_Work item_. Return each line of the listing that follows in which the string "below" can be found.

_Data under study_.
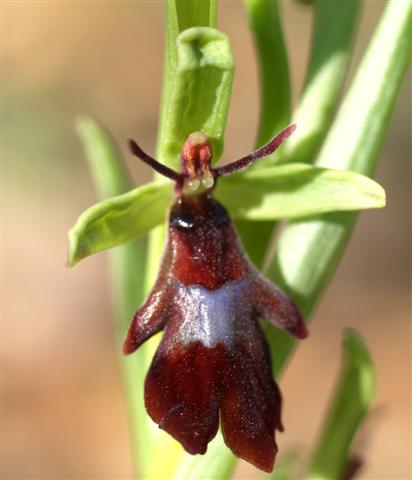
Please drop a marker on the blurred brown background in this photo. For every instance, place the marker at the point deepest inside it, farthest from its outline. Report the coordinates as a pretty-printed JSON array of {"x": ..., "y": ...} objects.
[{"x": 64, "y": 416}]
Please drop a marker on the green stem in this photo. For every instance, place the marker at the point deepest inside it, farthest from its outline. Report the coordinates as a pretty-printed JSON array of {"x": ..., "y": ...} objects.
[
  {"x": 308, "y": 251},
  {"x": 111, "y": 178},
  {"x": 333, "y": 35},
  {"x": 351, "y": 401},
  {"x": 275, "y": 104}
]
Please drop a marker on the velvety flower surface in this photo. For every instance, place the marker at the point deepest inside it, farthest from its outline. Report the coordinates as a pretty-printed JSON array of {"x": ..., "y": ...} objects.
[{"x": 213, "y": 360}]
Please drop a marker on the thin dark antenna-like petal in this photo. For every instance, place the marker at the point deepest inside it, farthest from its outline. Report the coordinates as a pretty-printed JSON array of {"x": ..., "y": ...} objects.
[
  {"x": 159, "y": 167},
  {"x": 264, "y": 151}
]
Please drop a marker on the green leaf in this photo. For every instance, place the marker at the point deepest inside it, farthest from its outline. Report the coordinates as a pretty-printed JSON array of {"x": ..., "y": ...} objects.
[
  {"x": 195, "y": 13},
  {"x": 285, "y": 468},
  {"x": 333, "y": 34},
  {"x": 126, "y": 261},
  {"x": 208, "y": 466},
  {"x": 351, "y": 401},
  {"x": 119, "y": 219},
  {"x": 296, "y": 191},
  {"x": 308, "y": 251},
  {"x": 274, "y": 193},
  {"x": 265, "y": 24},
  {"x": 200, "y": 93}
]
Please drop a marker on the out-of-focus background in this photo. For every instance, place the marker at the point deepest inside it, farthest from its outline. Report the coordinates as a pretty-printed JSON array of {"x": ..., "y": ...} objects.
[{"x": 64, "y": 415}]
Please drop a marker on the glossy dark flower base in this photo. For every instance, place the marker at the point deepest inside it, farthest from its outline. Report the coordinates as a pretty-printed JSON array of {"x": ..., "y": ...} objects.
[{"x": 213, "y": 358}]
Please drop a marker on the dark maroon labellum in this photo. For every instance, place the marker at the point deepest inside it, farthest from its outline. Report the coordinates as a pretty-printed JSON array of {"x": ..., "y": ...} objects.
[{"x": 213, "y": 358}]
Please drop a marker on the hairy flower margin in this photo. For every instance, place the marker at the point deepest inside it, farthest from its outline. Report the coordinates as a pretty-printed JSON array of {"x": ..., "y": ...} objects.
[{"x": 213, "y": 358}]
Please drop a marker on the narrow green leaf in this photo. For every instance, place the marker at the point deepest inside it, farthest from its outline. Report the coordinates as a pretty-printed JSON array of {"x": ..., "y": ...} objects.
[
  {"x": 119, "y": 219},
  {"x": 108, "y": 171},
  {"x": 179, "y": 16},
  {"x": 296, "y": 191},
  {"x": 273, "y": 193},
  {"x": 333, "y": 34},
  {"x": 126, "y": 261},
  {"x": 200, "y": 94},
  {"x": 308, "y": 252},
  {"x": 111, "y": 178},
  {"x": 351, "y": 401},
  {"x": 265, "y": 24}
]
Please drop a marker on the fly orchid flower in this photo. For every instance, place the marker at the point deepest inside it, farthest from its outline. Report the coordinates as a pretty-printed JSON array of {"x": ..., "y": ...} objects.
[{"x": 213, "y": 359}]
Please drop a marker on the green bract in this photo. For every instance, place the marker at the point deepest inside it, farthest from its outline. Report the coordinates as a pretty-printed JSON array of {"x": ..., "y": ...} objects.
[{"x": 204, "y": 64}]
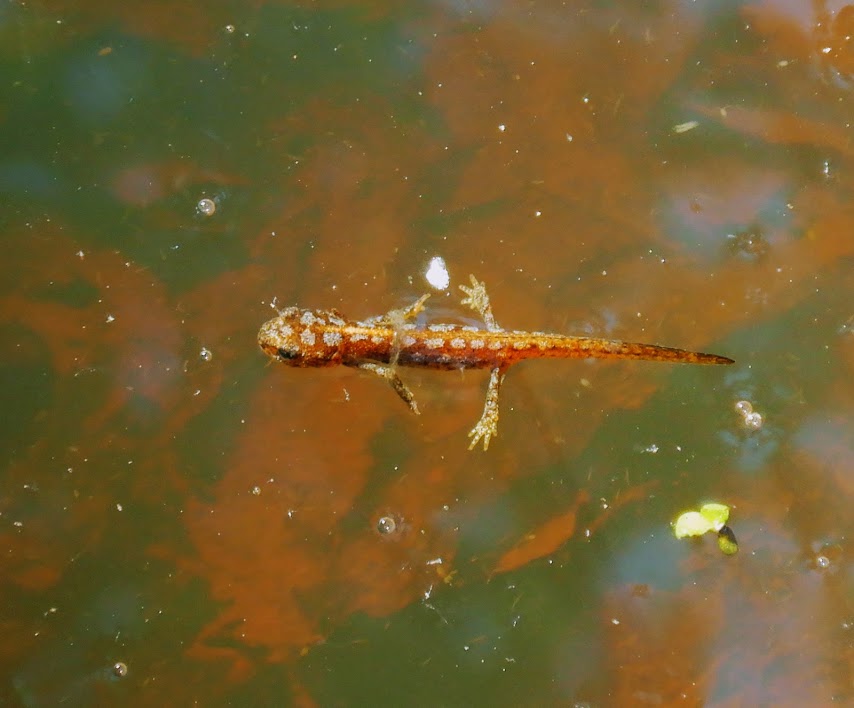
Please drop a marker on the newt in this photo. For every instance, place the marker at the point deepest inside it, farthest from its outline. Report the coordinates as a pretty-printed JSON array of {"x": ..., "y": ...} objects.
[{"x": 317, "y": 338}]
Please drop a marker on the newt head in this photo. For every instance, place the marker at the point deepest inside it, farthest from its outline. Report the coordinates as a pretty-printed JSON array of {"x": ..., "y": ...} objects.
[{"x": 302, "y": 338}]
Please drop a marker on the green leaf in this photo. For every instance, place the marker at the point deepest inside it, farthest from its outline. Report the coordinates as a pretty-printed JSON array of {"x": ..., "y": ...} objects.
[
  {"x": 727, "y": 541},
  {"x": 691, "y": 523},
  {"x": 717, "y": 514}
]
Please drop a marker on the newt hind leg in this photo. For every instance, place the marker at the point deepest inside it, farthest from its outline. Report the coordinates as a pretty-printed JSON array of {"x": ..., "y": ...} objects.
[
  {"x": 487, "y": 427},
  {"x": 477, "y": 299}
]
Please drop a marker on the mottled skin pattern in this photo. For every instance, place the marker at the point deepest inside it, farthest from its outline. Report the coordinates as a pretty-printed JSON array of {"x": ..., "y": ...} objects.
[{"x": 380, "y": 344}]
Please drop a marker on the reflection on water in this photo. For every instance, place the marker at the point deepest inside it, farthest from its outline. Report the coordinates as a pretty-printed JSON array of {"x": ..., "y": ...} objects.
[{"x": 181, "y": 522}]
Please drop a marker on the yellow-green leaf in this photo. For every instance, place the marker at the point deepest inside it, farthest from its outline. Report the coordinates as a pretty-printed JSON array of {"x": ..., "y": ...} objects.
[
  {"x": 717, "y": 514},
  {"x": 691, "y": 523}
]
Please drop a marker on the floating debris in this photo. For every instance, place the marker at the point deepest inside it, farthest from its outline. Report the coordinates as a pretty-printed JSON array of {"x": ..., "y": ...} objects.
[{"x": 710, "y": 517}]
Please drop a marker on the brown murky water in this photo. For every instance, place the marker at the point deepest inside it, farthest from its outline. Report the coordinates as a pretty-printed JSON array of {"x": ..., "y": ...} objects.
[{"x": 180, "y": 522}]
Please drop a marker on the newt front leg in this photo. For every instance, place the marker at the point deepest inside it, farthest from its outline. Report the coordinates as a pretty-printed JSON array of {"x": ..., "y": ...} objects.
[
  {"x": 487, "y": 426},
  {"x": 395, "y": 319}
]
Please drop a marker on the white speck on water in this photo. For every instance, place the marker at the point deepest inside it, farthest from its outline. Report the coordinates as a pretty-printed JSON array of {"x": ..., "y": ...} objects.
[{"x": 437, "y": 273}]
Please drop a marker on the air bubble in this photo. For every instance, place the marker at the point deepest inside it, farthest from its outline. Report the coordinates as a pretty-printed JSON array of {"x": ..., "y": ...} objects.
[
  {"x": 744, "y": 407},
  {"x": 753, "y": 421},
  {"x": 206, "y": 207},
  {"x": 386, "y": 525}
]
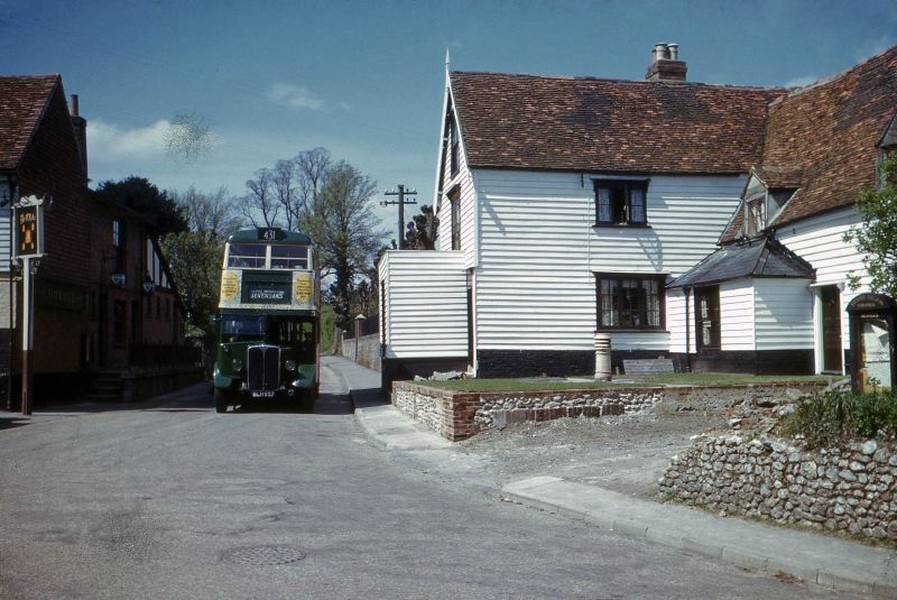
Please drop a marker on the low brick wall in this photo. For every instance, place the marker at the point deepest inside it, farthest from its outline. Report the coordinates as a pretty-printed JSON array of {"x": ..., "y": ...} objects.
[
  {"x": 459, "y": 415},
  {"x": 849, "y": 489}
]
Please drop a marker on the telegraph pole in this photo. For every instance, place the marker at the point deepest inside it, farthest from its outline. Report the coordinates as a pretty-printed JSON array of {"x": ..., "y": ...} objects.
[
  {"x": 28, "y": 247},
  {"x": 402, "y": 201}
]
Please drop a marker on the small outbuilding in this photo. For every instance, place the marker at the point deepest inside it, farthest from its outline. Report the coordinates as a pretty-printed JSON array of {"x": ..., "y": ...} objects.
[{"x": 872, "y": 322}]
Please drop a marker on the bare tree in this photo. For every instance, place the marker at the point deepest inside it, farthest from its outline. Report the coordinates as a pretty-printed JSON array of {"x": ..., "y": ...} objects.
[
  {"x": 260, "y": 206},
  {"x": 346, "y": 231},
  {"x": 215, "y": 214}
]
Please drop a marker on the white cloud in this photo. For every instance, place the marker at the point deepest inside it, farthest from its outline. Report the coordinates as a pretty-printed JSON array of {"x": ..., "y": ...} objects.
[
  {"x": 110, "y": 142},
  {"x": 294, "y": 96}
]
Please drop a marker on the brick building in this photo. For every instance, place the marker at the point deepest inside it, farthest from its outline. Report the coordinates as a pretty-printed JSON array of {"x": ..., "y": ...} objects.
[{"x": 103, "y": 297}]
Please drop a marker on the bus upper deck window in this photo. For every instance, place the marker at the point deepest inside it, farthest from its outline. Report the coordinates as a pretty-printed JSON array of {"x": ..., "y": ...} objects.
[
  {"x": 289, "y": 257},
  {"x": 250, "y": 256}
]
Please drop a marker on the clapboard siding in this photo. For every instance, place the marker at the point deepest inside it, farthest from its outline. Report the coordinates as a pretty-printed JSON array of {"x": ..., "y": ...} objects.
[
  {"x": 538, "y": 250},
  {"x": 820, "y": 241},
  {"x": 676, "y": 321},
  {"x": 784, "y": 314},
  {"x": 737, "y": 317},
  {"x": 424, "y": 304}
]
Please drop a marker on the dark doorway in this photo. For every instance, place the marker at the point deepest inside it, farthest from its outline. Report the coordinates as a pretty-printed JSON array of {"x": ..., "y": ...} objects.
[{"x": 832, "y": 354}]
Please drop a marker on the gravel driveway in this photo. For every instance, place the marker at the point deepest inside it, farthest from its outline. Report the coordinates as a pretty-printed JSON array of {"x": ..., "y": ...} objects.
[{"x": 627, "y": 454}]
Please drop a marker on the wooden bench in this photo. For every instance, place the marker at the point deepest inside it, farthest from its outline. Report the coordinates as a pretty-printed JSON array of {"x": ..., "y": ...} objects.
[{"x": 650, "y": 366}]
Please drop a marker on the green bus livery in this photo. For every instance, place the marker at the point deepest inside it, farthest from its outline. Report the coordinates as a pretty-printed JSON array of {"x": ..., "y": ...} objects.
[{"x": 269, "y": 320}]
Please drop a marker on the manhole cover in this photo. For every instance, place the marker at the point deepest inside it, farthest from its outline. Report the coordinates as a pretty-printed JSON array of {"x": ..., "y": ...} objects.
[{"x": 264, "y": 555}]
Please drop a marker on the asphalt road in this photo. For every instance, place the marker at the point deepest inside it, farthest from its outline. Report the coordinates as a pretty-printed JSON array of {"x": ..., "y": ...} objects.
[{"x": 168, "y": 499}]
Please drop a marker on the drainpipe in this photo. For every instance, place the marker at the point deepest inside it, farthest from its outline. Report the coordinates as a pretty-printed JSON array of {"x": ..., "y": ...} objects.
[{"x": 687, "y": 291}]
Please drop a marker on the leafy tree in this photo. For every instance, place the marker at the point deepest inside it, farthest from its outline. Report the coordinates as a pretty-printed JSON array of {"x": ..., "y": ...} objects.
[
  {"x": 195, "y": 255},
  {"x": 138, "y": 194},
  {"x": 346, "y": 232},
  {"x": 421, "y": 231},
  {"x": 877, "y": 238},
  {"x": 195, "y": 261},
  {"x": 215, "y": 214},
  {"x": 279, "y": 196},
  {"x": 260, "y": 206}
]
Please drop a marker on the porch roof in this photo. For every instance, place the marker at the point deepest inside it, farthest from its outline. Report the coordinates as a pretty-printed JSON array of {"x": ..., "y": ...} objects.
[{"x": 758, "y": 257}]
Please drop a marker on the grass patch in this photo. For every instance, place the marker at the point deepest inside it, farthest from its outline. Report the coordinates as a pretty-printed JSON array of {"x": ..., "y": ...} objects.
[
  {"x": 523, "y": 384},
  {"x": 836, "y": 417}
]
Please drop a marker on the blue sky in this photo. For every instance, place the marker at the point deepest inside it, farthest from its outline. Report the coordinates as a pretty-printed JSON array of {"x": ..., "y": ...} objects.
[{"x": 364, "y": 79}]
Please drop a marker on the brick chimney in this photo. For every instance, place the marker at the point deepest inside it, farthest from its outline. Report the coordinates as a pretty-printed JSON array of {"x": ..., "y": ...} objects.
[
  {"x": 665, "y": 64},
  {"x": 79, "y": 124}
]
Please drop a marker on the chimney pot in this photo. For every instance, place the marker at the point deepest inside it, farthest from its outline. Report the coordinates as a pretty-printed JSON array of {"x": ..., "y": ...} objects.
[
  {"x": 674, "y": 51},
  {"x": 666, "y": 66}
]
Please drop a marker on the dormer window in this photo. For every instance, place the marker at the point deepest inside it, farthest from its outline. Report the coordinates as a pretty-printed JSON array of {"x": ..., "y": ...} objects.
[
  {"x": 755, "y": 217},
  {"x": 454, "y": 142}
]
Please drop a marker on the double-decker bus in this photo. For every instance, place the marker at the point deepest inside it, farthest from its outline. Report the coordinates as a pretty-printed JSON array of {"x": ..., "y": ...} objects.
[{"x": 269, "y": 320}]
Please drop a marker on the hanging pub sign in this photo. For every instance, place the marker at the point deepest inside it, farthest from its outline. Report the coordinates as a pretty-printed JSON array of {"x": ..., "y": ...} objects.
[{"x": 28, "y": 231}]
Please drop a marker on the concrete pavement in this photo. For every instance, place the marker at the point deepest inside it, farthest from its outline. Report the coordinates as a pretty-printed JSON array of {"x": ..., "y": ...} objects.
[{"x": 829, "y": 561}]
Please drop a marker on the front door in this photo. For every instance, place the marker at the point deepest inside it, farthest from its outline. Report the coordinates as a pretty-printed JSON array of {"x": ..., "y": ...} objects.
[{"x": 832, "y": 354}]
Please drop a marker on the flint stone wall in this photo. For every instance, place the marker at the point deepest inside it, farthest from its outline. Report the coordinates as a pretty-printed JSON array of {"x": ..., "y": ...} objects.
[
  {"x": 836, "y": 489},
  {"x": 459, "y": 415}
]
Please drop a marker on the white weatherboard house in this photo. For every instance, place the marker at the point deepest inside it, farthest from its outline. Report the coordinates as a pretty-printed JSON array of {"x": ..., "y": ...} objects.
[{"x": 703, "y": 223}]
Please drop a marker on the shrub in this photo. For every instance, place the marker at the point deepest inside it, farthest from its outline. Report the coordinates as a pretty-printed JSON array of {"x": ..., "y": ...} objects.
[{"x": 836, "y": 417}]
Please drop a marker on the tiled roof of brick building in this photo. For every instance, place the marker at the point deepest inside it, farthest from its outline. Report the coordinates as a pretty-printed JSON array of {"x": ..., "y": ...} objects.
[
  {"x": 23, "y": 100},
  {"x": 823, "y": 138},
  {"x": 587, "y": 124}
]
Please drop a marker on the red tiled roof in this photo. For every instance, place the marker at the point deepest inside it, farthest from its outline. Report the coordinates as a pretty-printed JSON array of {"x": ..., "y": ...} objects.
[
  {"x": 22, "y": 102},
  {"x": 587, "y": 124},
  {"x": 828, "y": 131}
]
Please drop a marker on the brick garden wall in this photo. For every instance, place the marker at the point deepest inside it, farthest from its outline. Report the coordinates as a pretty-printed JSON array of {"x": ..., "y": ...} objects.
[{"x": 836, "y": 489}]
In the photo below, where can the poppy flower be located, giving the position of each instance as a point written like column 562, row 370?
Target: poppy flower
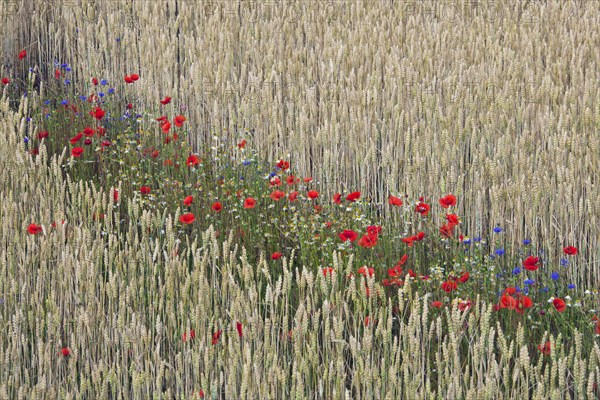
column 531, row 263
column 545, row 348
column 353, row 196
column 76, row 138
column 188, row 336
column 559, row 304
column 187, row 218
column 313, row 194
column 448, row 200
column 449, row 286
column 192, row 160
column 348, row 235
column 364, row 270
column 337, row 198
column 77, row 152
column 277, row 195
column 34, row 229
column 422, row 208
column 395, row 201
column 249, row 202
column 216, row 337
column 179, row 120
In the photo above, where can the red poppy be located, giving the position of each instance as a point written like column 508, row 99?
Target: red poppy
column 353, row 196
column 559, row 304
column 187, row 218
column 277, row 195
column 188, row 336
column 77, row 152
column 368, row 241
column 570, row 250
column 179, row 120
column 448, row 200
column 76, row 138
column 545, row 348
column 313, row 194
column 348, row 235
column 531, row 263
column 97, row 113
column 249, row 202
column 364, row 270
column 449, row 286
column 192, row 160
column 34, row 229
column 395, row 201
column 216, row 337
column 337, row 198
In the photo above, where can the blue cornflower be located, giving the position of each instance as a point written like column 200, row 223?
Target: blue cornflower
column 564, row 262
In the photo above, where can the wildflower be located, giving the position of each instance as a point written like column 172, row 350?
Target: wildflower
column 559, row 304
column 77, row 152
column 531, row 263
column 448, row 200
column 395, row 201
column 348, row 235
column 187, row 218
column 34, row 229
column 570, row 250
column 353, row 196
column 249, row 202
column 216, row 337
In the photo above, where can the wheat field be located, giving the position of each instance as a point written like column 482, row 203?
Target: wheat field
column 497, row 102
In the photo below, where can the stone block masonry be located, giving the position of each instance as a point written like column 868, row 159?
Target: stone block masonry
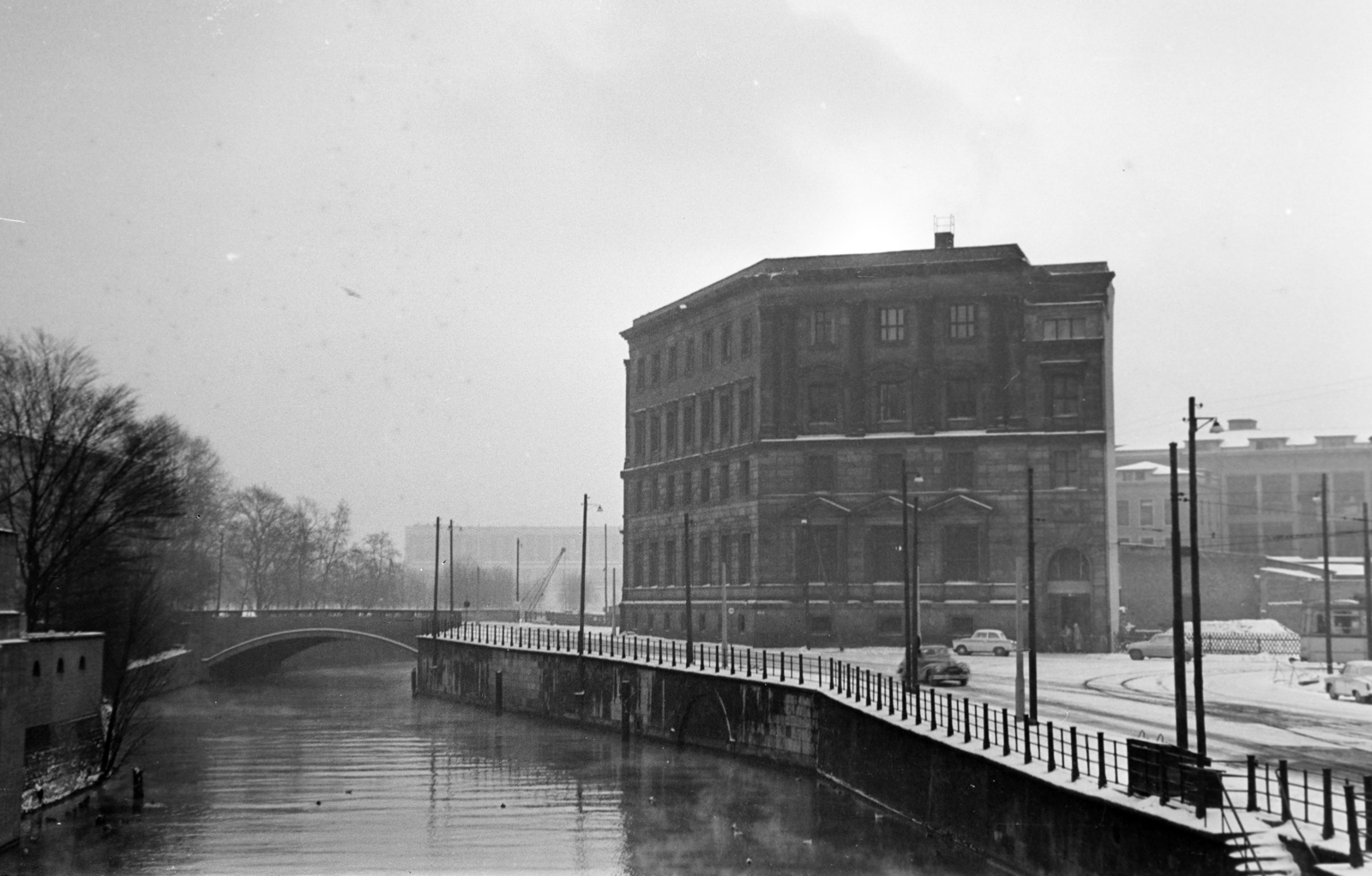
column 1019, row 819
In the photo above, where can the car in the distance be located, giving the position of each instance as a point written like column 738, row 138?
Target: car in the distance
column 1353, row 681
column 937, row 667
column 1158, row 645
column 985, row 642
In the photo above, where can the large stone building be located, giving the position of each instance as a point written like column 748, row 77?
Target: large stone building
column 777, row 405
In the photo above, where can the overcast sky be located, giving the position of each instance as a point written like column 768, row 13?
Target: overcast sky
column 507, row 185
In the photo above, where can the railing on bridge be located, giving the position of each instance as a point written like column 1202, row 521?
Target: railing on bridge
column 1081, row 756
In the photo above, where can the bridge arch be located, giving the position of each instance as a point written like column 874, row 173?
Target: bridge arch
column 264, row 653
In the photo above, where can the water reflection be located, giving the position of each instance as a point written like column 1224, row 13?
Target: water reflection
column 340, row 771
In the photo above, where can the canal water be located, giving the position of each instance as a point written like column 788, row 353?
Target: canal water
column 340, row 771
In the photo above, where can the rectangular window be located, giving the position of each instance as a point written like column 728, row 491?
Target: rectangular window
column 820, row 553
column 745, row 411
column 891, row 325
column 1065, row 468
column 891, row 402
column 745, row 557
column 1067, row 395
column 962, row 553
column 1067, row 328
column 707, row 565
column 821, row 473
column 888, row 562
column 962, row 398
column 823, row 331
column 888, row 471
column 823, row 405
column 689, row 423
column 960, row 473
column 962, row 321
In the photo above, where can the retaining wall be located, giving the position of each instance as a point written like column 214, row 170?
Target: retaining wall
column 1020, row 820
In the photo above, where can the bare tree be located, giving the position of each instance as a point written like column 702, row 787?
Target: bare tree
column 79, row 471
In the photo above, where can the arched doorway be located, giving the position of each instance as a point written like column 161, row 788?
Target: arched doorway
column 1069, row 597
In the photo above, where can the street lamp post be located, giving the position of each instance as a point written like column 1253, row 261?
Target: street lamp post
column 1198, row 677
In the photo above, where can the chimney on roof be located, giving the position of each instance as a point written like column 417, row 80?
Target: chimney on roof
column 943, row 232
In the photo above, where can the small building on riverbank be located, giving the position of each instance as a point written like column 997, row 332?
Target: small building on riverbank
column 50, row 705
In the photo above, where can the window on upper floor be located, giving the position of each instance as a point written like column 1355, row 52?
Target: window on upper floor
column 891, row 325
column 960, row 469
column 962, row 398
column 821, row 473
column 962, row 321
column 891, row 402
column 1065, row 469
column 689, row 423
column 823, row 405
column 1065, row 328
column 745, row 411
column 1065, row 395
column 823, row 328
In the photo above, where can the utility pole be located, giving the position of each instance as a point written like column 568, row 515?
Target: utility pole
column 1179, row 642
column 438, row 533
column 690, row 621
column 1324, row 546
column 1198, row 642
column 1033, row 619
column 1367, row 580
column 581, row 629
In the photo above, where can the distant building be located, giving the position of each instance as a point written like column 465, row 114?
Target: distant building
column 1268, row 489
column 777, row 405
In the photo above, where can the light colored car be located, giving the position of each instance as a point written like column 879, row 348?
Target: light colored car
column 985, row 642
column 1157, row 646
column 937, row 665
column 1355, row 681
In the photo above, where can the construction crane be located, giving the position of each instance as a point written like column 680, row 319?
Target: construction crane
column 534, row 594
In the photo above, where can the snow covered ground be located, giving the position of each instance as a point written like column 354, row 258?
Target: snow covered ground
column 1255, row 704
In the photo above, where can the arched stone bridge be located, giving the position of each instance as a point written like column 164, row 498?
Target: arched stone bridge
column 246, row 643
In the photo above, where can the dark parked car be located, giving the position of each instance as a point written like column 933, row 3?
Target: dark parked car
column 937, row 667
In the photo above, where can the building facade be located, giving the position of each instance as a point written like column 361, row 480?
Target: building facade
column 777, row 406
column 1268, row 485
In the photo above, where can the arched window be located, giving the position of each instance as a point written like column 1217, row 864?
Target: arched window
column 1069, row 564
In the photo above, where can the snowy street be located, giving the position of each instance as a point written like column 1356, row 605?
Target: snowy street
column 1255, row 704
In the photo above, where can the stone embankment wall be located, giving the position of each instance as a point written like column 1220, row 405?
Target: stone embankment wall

_Solution_.
In the photo below, where can the poppy flower be located, giving the position of each instance as a point written like column 562, row 370?
In the photo below, where can the stone block masonry be located, giving the position of each instance as a point written like column 868, row 159?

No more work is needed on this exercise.